● Brief: Transcribe every line of the listing below without any deviation.

● Material to process:
━━━━━━━━━━━━━━━━━━━━

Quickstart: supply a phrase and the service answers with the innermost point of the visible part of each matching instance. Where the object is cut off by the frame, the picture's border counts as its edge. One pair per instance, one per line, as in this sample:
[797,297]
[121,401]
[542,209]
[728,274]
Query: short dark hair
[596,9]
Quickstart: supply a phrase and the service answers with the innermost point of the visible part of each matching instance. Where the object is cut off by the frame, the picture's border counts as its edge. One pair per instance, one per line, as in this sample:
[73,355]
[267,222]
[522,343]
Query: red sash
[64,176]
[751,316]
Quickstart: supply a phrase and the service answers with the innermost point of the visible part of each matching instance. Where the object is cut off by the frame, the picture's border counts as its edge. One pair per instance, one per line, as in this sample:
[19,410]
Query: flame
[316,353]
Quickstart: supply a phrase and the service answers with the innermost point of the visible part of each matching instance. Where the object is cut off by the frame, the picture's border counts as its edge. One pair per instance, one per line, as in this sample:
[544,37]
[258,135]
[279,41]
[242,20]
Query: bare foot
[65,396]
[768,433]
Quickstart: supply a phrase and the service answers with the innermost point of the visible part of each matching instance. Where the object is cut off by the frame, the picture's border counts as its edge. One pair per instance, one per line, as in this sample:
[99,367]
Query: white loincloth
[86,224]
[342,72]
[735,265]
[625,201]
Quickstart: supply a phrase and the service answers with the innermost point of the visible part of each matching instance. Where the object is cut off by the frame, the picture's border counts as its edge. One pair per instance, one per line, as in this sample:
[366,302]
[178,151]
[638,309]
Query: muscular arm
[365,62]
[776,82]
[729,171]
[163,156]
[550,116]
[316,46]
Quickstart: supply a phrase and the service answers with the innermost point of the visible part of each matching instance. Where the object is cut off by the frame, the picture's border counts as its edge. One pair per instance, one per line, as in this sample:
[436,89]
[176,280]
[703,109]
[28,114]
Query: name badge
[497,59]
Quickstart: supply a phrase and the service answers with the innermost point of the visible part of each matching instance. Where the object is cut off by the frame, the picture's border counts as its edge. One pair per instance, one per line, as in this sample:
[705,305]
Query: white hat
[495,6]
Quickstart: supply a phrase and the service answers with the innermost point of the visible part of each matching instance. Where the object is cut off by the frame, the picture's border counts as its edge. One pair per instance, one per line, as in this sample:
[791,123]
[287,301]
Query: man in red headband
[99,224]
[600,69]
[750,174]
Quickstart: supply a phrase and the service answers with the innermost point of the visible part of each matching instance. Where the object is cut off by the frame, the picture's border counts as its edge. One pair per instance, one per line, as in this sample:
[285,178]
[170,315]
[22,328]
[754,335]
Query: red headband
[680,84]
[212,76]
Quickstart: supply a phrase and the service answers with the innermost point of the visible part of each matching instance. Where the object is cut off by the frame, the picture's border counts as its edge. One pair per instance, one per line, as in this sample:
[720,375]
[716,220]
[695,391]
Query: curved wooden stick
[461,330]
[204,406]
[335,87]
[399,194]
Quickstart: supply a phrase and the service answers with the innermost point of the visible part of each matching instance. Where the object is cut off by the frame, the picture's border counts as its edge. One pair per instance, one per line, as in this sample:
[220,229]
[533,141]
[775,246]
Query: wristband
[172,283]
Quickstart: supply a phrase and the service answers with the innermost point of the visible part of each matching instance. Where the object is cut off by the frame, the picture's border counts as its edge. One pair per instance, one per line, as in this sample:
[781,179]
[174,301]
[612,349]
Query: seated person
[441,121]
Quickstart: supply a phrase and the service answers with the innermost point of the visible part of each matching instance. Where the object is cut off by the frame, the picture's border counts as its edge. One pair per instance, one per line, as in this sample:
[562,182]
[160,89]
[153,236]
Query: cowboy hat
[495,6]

━━━━━━━━━━━━━━━━━━━━

● Task result:
Quickstart: supply a phrase and the service answers with the innermost point of the visible part of each matching instance. Where the object is cut off by the frame, the picture's border counts as its edge. One pair per instance, one per line, as in this sample:
[797,297]
[121,401]
[542,209]
[728,274]
Query: short dark hair
[596,9]
Quickstart: supply a phrase and the service answers with the innermost point of the visible part of each matching instance. Where the object is cut off by the frame, the picture's border counts as its edge. One pair per instance, one per line, as in this sample:
[73,355]
[267,222]
[522,343]
Query: red sash
[64,176]
[751,316]
Quickstart: supply a phrase and the service answers with the innermost point of the visible part of each matching instance. Where the object is cut off by the frame, the picture's border counts as its edge. One pair per instance, one per line, as in this sample:
[19,410]
Query: flame
[316,353]
Quickstart: supply a phrase and the service answers with the innermost point of the visible part of each matching instance. Where the object is cut off by the frame, the picture's border counts as its edge. One pair per instance, one per line, as in this sample:
[544,37]
[258,135]
[279,41]
[242,20]
Query: bare foot
[65,396]
[768,433]
Quickstart: supply a phrase and the service answers with the innermost point of the visible part of each matching instance. Where the object is cut off by the frame, the picture's border counts as its edge. One pair per instance, one per line, as in this sample:
[99,367]
Query: white loincloth
[86,224]
[342,72]
[735,265]
[625,201]
Quickstart: supply a phrase and the service answers with the innermost point of the visible part of each matching instance. Where the object is cut off by the frame, the picture's border counts as its edge. One pair per instance, one per line, as in this sample:
[366,302]
[178,151]
[638,309]
Query: muscular arm
[365,62]
[776,82]
[729,171]
[163,156]
[550,116]
[316,46]
Quickstart: supply a phrase and the service answers with the innermost point of the visible part of each matching instance. Where the object is cut off by the frame, the picture's border counts as its edge. One pair per instance, one per line, as in this sample:
[436,89]
[176,280]
[703,109]
[28,114]
Query: name badge
[497,59]
Quickstart: supply a phrase and the service answers with the innermost point of the visible part of each matching instance. Where the object is cut off by the frame, the picture's border counts as its edge. One pair per instance, one per line, as in this sample:
[705,305]
Query: white hat
[495,6]
Quickstart: supply a phrase and the service answers with the innermost point of the visible part of each matching instance. Where the object is cut off by the frame, the picture's border counts as its edge. One pair per instance, one per line, as in this sample:
[791,123]
[287,301]
Query: man in red headband
[99,224]
[600,69]
[750,174]
Quickstart: supply a phrase and the service answers with the innermost point of the visible part of each matching instance. Where the object is cut off by the frame, the picture's border counts as its edge. One pair per instance, one per line, as in this sample:
[285,178]
[170,315]
[22,328]
[754,335]
Query: red headband
[680,84]
[212,76]
Quickstart: supply a phrase and the service answers with the innermost point of the visible part of each matching instance. Where the object is cut off by the frame, the picture's border counts as its edge. One pair per instance, one per line, as in this sample:
[720,375]
[716,220]
[695,391]
Query: curved wooden stick
[461,330]
[204,406]
[335,87]
[399,194]
Quickstart: supply a phrase and the service answers with the innermost point of the visible part of each matching instance. Where the object is cut off by the frame, the picture's border counts as its edge. One pair per instance, one per line, as in this sample:
[220,229]
[533,141]
[775,246]
Query: wristband
[172,283]
Quickstart: supply a phrase and the service answers with the innermost point of the visible part of each matching instance. Where the object is cut off by the frame, the picture's border counts as its edge. One pair per instance, one per line, as in this sample:
[781,179]
[174,301]
[612,349]
Query: seated person
[441,121]
Quickstart: supply a phrase and the service answers with the innermost point of the visible part of each matching instance. Where the object is cut off by the frame, the picture's border counts as its edge. One pair per instance, one per line, as in this sample:
[562,182]
[160,89]
[153,236]
Query: cowboy hat
[495,6]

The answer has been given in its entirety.